[TASK TO CARRY OUT] Give the data back exactly as it stands.

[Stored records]
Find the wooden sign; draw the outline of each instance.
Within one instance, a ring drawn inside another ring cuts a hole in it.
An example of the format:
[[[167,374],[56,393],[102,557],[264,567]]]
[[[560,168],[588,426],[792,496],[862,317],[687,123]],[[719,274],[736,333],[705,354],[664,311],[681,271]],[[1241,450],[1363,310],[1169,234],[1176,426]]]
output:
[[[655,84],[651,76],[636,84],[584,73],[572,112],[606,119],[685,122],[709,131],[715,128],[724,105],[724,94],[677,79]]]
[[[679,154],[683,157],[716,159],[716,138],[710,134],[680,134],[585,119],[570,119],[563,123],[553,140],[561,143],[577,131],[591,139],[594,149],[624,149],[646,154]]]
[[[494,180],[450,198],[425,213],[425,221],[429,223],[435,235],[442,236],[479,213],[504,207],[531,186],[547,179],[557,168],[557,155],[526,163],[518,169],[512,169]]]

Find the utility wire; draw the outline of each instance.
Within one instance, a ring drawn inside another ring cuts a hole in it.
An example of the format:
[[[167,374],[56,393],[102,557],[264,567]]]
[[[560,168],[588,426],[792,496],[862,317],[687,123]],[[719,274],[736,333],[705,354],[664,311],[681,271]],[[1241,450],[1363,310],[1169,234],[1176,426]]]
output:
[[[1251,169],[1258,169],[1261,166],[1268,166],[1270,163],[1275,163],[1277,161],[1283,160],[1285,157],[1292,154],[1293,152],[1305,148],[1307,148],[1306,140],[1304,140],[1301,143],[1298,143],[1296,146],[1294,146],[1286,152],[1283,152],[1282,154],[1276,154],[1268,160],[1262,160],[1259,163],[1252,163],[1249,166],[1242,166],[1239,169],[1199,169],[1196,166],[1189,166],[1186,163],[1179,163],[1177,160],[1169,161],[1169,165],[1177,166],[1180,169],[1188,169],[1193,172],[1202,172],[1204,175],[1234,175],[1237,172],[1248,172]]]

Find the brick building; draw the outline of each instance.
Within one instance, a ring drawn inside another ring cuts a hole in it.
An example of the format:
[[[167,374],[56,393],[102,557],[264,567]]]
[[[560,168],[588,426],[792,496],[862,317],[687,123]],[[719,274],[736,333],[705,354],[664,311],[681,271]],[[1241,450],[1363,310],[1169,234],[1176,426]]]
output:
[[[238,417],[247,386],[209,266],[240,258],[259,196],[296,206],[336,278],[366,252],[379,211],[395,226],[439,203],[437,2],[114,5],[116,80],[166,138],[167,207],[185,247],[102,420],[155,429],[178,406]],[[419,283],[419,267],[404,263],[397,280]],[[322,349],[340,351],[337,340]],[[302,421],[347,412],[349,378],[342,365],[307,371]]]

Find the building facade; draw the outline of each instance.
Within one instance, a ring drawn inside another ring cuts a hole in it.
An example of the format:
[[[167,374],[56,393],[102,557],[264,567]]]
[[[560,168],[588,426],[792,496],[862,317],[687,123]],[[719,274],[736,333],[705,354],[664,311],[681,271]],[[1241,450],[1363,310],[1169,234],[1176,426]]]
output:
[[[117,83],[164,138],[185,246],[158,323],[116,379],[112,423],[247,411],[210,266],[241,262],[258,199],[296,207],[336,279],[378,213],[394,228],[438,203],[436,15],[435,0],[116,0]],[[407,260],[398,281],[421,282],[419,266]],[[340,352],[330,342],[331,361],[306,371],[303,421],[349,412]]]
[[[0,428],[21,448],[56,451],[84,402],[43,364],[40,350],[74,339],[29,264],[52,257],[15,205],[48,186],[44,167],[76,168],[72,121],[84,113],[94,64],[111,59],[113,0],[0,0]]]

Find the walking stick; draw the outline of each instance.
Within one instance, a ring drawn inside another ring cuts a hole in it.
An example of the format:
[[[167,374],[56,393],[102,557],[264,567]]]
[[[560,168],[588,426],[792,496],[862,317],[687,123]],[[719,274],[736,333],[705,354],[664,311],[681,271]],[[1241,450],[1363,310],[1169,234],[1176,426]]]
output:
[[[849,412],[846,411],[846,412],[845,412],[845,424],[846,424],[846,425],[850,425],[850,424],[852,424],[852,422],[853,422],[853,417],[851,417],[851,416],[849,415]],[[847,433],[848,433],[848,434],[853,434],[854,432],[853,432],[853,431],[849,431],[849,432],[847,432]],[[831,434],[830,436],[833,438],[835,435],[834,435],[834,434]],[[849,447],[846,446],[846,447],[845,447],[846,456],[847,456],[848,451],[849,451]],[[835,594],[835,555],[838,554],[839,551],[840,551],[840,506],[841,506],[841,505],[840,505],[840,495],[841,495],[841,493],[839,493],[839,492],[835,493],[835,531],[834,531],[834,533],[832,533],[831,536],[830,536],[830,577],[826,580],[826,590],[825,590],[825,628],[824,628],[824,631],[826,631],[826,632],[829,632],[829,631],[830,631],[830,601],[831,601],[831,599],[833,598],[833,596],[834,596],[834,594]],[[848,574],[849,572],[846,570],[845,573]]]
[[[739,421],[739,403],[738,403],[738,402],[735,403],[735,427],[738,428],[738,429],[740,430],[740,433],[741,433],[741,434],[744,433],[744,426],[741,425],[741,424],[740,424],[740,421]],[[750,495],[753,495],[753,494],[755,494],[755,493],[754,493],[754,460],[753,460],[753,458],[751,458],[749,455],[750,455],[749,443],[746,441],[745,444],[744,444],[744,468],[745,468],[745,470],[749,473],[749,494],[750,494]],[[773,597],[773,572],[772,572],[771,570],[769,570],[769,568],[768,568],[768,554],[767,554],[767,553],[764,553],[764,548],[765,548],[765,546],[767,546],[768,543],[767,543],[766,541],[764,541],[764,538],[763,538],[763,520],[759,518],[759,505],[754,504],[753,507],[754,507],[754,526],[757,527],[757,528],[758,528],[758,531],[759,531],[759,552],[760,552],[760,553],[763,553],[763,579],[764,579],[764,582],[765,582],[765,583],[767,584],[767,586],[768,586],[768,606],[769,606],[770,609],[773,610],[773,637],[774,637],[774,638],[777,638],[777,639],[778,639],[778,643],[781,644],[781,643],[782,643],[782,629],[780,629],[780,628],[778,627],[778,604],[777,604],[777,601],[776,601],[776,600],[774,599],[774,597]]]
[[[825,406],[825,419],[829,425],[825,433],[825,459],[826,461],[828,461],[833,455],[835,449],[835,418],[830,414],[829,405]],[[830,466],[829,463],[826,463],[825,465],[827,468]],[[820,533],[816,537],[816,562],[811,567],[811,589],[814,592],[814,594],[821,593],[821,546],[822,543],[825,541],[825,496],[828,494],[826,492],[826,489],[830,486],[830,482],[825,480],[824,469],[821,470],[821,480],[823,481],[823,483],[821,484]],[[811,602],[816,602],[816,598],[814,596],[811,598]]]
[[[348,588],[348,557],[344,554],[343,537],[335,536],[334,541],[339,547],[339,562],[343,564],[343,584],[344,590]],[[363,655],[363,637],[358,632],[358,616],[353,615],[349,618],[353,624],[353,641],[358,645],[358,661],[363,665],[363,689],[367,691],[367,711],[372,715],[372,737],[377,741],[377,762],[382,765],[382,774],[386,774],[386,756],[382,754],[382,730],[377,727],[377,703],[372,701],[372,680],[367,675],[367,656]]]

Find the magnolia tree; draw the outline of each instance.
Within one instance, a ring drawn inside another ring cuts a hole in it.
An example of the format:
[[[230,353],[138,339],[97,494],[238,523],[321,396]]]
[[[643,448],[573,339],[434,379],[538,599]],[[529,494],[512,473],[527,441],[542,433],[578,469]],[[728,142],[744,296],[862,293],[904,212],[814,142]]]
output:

[SOLUTION FOR THIS PROBLEM]
Find the wooden sign; draw the outline of each instance.
Within one instance, a ring drawn inside another ring cuts a hole in it.
An example of the format:
[[[167,374],[56,393],[102,557],[264,567]]]
[[[560,168],[588,426],[792,496],[862,317],[687,123]],[[719,274],[736,333],[705,354],[664,311],[681,271]],[[1241,450],[1363,310],[1169,234],[1176,426]]]
output:
[[[655,84],[651,76],[636,84],[584,73],[572,112],[606,119],[685,122],[709,131],[715,128],[724,105],[724,94],[677,79]]]
[[[679,154],[683,157],[716,159],[716,138],[710,134],[680,134],[585,119],[570,119],[563,123],[553,140],[561,143],[577,131],[591,139],[594,149],[624,149],[646,154]]]
[[[494,180],[450,198],[425,213],[425,221],[429,223],[435,235],[442,236],[479,213],[504,207],[531,186],[547,179],[557,168],[557,155],[526,163],[518,169],[512,169]]]

Find the utility wire; draw the outline of each instance.
Within one instance, a ring drawn inside another ring cuts a hole in it.
An example of the format:
[[[167,374],[56,393],[102,557],[264,567]]]
[[[560,168],[588,426],[792,496],[862,317],[687,123]],[[719,274],[736,333],[705,354],[664,311],[681,271]],[[1241,450],[1363,310],[1169,234],[1176,426]]]
output:
[[[1251,169],[1258,169],[1261,166],[1268,166],[1270,163],[1275,163],[1277,161],[1283,160],[1285,157],[1292,154],[1293,152],[1305,148],[1307,148],[1306,140],[1304,140],[1301,143],[1298,143],[1296,146],[1294,146],[1286,152],[1283,152],[1282,154],[1276,154],[1268,160],[1262,160],[1259,163],[1252,163],[1249,166],[1242,166],[1239,169],[1199,169],[1196,166],[1189,166],[1186,163],[1179,163],[1177,160],[1169,161],[1169,165],[1177,166],[1180,169],[1188,169],[1193,172],[1202,172],[1204,175],[1234,175],[1237,172],[1248,172]]]

Find the brick building; draw the outline of each instance.
Within one instance, a ring drawn inside another ring cuts a hole in it.
An example of the format:
[[[167,374],[56,393],[102,557],[264,567]]]
[[[560,168],[588,426],[792,496],[862,317],[687,123]],[[719,274],[736,333],[705,354],[664,311],[681,271]],[[1241,450],[1363,310],[1169,234],[1176,426]]]
output:
[[[238,417],[247,386],[209,266],[240,258],[259,196],[296,206],[336,278],[366,252],[379,211],[395,226],[439,203],[437,2],[114,5],[116,80],[166,138],[167,207],[185,247],[102,420],[155,429],[178,406]],[[419,283],[419,267],[404,263],[397,280]],[[322,349],[340,351],[337,340]],[[302,421],[347,412],[349,378],[342,365],[307,371]]]

Find the building facade; draw the outline of each instance.
Within one instance, a ring drawn inside another ring cuts a hole in it.
An example of the format:
[[[167,374],[56,393],[102,557],[264,567]]]
[[[560,168],[588,426],[792,496],[862,317],[687,123]],[[719,274],[736,333],[705,354],[664,311],[681,271]],[[1241,450],[1363,310],[1169,234],[1176,426]]]
output:
[[[117,83],[164,138],[185,246],[158,323],[116,379],[112,423],[247,411],[210,266],[241,262],[258,199],[296,207],[336,279],[378,213],[394,228],[438,203],[436,15],[435,0],[116,0]],[[407,260],[398,281],[421,282],[419,266]],[[340,352],[330,342],[331,361],[306,371],[303,421],[349,412]]]
[[[0,428],[21,448],[56,451],[84,402],[43,364],[40,350],[74,339],[29,264],[52,257],[15,205],[48,186],[44,167],[76,168],[72,121],[84,113],[94,64],[111,59],[113,0],[0,0]]]

Find the walking stick; draw the outline of each instance.
Within one instance, a ring drawn inside another ring cuts a hole in it.
An example of the format:
[[[167,374],[56,393],[102,557],[264,567]]]
[[[560,168],[588,426],[792,496],[862,317],[687,123]],[[719,274],[736,333],[705,354],[664,311],[681,271]],[[1241,450],[1363,310],[1169,234],[1176,426]]]
output:
[[[849,412],[846,411],[846,412],[845,412],[845,424],[846,424],[846,425],[850,425],[850,424],[852,424],[852,422],[853,422],[853,417],[851,417],[851,416],[849,415]],[[847,433],[848,433],[848,434],[853,434],[854,432],[853,432],[853,431],[849,431],[849,432],[847,432]],[[831,434],[830,436],[833,438],[835,435],[834,435],[834,434]],[[849,447],[846,446],[846,447],[845,447],[846,456],[847,456],[848,451],[849,451]],[[835,594],[835,555],[838,554],[839,551],[840,551],[840,506],[841,506],[841,505],[840,505],[840,495],[841,495],[841,493],[839,493],[839,492],[835,493],[835,531],[834,531],[834,533],[832,533],[831,536],[830,536],[830,577],[826,580],[826,590],[825,590],[825,628],[824,628],[824,631],[826,631],[826,632],[829,632],[829,631],[830,631],[830,601],[831,601],[831,599],[833,598],[833,596],[834,596],[834,594]],[[848,574],[849,572],[846,570],[845,573]]]
[[[739,421],[739,403],[738,403],[738,402],[735,403],[735,427],[738,428],[738,429],[740,430],[740,433],[741,433],[741,434],[744,433],[744,426],[741,425],[741,424],[740,424],[740,421]],[[750,495],[753,495],[753,494],[755,494],[755,493],[754,493],[754,460],[753,460],[753,458],[751,458],[749,455],[750,455],[749,443],[746,441],[745,444],[744,444],[744,468],[745,468],[745,470],[749,473],[749,494],[750,494]],[[773,597],[773,572],[772,572],[771,570],[769,570],[769,568],[768,568],[768,554],[767,554],[767,553],[764,553],[764,548],[765,548],[765,546],[767,546],[768,543],[767,543],[766,541],[764,541],[764,538],[763,538],[763,520],[759,518],[759,505],[754,504],[753,507],[754,507],[754,526],[757,527],[757,528],[758,528],[758,531],[759,531],[759,552],[760,552],[760,553],[763,553],[763,579],[764,579],[764,582],[765,582],[765,583],[767,584],[767,586],[768,586],[768,606],[769,606],[770,609],[773,610],[773,637],[774,637],[774,638],[777,638],[777,639],[778,639],[778,643],[781,644],[781,643],[782,643],[782,629],[780,629],[780,628],[778,627],[778,604],[777,604],[777,601],[776,601],[776,600],[774,599],[774,597]]]
[[[825,406],[825,419],[829,425],[825,433],[825,459],[826,461],[828,461],[833,455],[835,449],[835,418],[830,414],[829,405]],[[830,466],[829,463],[826,463],[825,465],[827,468]],[[820,533],[816,537],[816,562],[811,567],[811,589],[814,592],[814,594],[821,593],[821,546],[822,543],[825,541],[825,496],[828,494],[826,492],[826,489],[830,486],[830,482],[825,480],[824,469],[821,470],[821,480],[823,481],[823,483],[821,484]],[[811,602],[816,602],[816,598],[814,596],[811,598]]]
[[[348,588],[348,557],[344,554],[343,537],[335,536],[334,541],[339,547],[339,562],[343,564],[343,584],[344,590]],[[363,655],[363,637],[358,632],[358,616],[353,615],[349,618],[353,624],[353,641],[358,645],[358,661],[363,665],[363,689],[367,691],[367,711],[372,715],[372,737],[377,741],[377,762],[382,765],[382,774],[386,774],[386,756],[382,754],[382,730],[377,727],[377,703],[372,701],[372,680],[367,675],[367,656]]]

Find the magnolia tree; draw the outline of each instance.
Within one instance, a ring drawn inside another ring cuts a hole in it.
An example of the format:
[[[230,353],[138,339],[97,494],[238,523],[321,396]]]
[[[643,448],[573,339],[434,379],[538,599]],[[529,494],[512,473],[527,441],[542,433],[578,469]],[[728,142],[744,296],[862,293],[904,212],[814,142]]]
output:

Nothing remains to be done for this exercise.